[Consigne 1]
Répondez aux questions suivantes à partir du texte sur la cession de parts sociales.
(a) Envers qui le cédant de parts sociales est-il tenu d'une obligation d'information ?
(b) Quelle juridiction a récemment réaffirmé ce principe ?
(c) Devant quels juges le cessionnaire est-il débouté de sa demande ?
[Consigne 2] Relevez, dans le texte sur la cession de parts sociales, tous les éléments qui constituaient le passif de la société antérieur à la cession.
[Consigne 3] Poursuivez la rédaction du texte sur la cession de parts sociales à la suite de sa dernière phrase.

[Texte]

Pèse sur le cédant de parts sociales une obligation d’information envers le cessionnaire, concernant la situation financière de la société cédée. Bien que le cédant ne soit pas directement responsable des dettes de la société après la cession, il doit fournir une information loyale et complète sur la situation financière de la société, notamment sur l’existence de passifs importants. Cette obligation découle du devoir de transparence et de bonne foi, et son non-respect peut engager la responsabilité du cédant pour réticence dolosive, surtout si cette rétention d’information induit le cessionnaire en erreur sur la valeur des parts cédées.
Récemment, la Cour de cassation a réaffirmé ce principe, sans considération de l’expérience du cessionnaire et de sa capacité à se renseigner par ses propres moyens.
Au cas d’espèce, un associé avait cédé à un tiers la totalité des parts composant le capital social d’une société, avant que l’acquéreur ne l’assigne en annulation de la cession, pour réticence dolosive du fait que ce dernier ne l’ait pas informé du passif de la société antérieur à la cession, constitué de dettes, de contrats en cours et d’un prêt bancaire.
Le cessionnaire est débouté de sa demande devant les juges du fond, qui considèrent qu’étant donné que ce dernier prenait le contrôle de la société et compte tenu de son expérience dans la gestion des sociétés pour avoir été antérieurement gérant d’une société, il pesait sur lui une obligation renforcée de se renseigner sur la situation de la société qu’il acquérait.

[Données brutes]
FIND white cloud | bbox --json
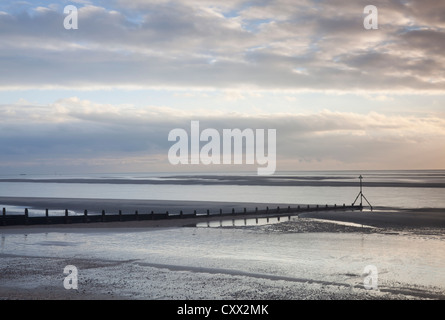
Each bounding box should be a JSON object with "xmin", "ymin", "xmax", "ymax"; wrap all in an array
[{"xmin": 0, "ymin": 0, "xmax": 445, "ymax": 92}]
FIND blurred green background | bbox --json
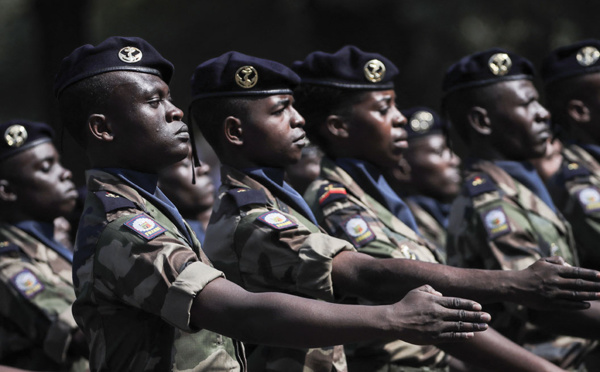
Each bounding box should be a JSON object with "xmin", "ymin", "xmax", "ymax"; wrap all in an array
[{"xmin": 0, "ymin": 0, "xmax": 600, "ymax": 183}]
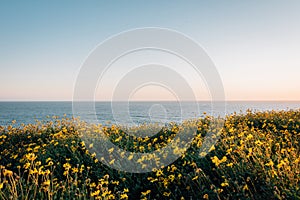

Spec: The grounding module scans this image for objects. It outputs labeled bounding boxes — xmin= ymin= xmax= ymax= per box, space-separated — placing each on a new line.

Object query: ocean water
xmin=0 ymin=101 xmax=300 ymax=126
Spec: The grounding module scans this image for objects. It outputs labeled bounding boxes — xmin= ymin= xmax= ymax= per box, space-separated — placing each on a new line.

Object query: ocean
xmin=0 ymin=101 xmax=300 ymax=126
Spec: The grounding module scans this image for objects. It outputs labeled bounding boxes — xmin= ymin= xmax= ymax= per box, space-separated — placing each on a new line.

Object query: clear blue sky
xmin=0 ymin=0 xmax=300 ymax=100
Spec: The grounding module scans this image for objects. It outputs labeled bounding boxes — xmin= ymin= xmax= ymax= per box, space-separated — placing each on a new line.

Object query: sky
xmin=0 ymin=0 xmax=300 ymax=101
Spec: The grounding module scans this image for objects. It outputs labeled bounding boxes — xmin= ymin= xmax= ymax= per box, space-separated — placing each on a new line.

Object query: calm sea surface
xmin=0 ymin=101 xmax=300 ymax=126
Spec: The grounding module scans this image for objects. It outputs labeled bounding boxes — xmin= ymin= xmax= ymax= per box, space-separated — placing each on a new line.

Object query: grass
xmin=0 ymin=110 xmax=300 ymax=199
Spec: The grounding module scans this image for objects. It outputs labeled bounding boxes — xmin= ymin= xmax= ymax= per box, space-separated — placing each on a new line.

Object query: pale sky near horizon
xmin=0 ymin=0 xmax=300 ymax=101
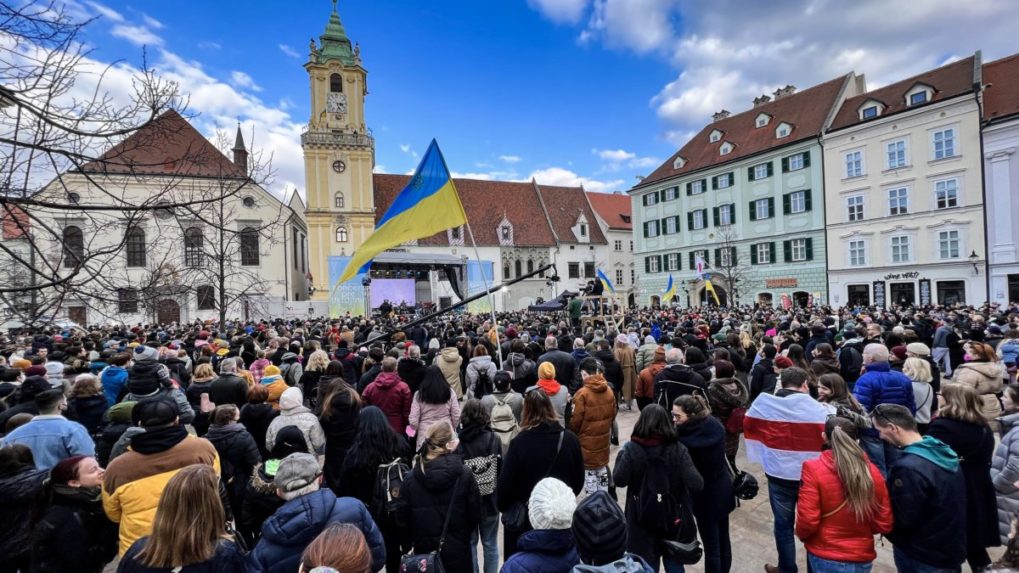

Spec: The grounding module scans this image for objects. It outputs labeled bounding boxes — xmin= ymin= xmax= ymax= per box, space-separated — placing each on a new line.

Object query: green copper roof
xmin=316 ymin=0 xmax=357 ymax=65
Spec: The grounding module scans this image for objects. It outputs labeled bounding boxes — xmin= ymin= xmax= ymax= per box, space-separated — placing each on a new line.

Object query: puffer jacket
xmin=952 ymin=362 xmax=1005 ymax=422
xmin=248 ymin=489 xmax=385 ymax=573
xmin=796 ymin=450 xmax=894 ymax=563
xmin=570 ymin=374 xmax=616 ymax=469
xmin=990 ymin=413 xmax=1019 ymax=543
xmin=265 ymin=387 xmax=325 ymax=454
xmin=435 ymin=347 xmax=464 ymax=400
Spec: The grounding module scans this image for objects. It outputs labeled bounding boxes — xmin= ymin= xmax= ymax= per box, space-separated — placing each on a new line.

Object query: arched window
xmin=184 ymin=226 xmax=205 ymax=267
xmin=240 ymin=226 xmax=259 ymax=266
xmin=124 ymin=226 xmax=145 ymax=267
xmin=63 ymin=225 xmax=85 ymax=267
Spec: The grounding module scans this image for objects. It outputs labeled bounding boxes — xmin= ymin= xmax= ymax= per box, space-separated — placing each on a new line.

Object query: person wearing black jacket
xmin=495 ymin=389 xmax=584 ymax=559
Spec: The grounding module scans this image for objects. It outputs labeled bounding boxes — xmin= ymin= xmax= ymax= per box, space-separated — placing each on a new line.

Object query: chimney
xmin=233 ymin=123 xmax=248 ymax=173
xmin=774 ymin=84 xmax=796 ymax=99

[Corrigé 1]
(a) Envers le cessionnaire.
(b) La Cour de cassation.
(c) Devant les juges du fond.

[Corrigé 2] Des dettes, des contrats en cours et un prêt bancaire.

[Corrigé 3]
La juridiction d’appel ajoute qu’en l’absence de toute démarche du cessionnaire pour se renseigner sur la situation financière de la société, le silence du cédant sur l’existence de dettes et de contrats liant cette société à des tiers ne constitue pas une dissimulation volontaire de la situation financière de la société pouvant caractériser un dol.
Pourvoi est formé par le cessionnaire, qui argue du fait que la réticence volontaire d’une partie portant sur une information qu’elle savait déterminante pour son cocontractant constitue un dol et rend toujours excusable l’erreur provoquée.
La Cour de cassation sanctionne le raisonnement des juges du fond, et rappelle qu’en application des articles 1137 et 1139 du Code civil, constitue en effet un dol la dissimulation intentionnelle par l’un des cocontractants d’une information dont il sait le caractère déterminant pour l’autre partie, et que l’erreur qui résulte d’un dol est toujours excusable.
Aussi, la chambre commerciale considère qu’en ayant retenu le cessionnaire aurait dû se renseigner, avant la cession, sur la situation financière de la société, motifs impropres à exclure l’existence d’une réticence dolosive, laquelle rend toujours excusable l’erreur provoquée, la Cour d’appel n’a pas donné de base légale à sa décision.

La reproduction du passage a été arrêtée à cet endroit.